Prompt:
Please output the entries below from the line that contains "of the fallen" through the final line, reproduced exactly and alone.
********************
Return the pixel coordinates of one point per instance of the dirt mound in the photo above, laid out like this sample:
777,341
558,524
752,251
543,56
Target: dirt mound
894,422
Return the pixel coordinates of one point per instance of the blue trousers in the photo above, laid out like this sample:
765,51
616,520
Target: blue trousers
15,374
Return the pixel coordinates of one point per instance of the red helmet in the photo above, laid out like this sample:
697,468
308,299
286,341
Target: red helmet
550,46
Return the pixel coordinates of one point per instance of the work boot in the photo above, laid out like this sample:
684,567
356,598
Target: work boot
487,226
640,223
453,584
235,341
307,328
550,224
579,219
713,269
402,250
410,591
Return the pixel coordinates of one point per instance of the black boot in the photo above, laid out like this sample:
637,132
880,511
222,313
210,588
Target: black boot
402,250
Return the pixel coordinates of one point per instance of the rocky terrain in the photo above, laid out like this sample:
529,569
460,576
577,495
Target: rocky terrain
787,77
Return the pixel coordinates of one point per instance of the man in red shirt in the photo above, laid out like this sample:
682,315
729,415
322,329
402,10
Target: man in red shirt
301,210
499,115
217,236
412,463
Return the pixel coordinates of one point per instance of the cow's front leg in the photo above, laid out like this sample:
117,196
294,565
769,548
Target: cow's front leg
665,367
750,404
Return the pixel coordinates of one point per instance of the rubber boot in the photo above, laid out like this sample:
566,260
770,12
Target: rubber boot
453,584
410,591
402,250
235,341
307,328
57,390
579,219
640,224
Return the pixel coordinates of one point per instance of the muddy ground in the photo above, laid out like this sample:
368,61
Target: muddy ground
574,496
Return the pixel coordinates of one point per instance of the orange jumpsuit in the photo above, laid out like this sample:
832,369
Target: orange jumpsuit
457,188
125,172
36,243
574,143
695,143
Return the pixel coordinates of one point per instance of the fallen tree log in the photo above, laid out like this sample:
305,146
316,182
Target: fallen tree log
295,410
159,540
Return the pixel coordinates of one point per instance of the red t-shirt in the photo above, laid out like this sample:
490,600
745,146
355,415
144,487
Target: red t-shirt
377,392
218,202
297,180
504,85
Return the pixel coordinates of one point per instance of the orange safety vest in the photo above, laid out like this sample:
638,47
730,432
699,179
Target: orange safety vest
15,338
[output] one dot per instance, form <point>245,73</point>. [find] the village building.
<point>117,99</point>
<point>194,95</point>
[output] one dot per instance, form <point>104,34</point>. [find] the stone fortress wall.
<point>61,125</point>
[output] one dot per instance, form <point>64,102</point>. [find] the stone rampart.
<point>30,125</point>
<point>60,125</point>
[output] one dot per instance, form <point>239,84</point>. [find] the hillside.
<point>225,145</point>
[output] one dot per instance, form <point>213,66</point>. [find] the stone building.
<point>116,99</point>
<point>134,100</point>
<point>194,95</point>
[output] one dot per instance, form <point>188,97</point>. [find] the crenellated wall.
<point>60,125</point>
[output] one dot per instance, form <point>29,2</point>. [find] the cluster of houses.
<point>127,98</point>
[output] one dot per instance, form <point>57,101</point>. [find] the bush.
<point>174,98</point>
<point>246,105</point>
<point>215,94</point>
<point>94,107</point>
********************
The completed task:
Return the pixel coordinates of one point per instance of the fallen tree log in the photo above, laid out like this sample:
305,146
316,182
Target: fallen tree log
295,410
159,540
Return the pixel coordinates of one point per instance of the red t-shirt in the photo above, laid out like this sample:
490,600
745,146
355,415
144,487
Target: red t-shirt
377,392
218,202
297,180
504,85
Return the pixel coordinates of one point per instance of the orange safety vest in the photo above, laid out like this sample:
638,47
730,432
699,179
Target: orange safety vest
15,338
[output] one dot per instance, form <point>245,73</point>. [find] the village building.
<point>117,99</point>
<point>194,95</point>
[output] one dot per instance, form <point>104,34</point>. [find] the stone fortress wall.
<point>61,125</point>
[output] one dot per instance, form <point>64,102</point>. [find] the stone rampart.
<point>30,125</point>
<point>60,125</point>
[output] one dot per instance, form <point>239,84</point>. [find] the hillside.
<point>225,145</point>
[output] one dot per instance, form <point>213,66</point>. [find] the stone building.
<point>116,99</point>
<point>134,100</point>
<point>194,95</point>
[output] one dot per instance, form <point>188,97</point>. [find] the crenellated wall.
<point>60,125</point>
[output] one dot per instance, form <point>29,2</point>. [find] the cluster of houses.
<point>127,98</point>
[output] one dot per instance, form <point>57,101</point>. [find] the bush.
<point>174,98</point>
<point>246,105</point>
<point>215,94</point>
<point>94,107</point>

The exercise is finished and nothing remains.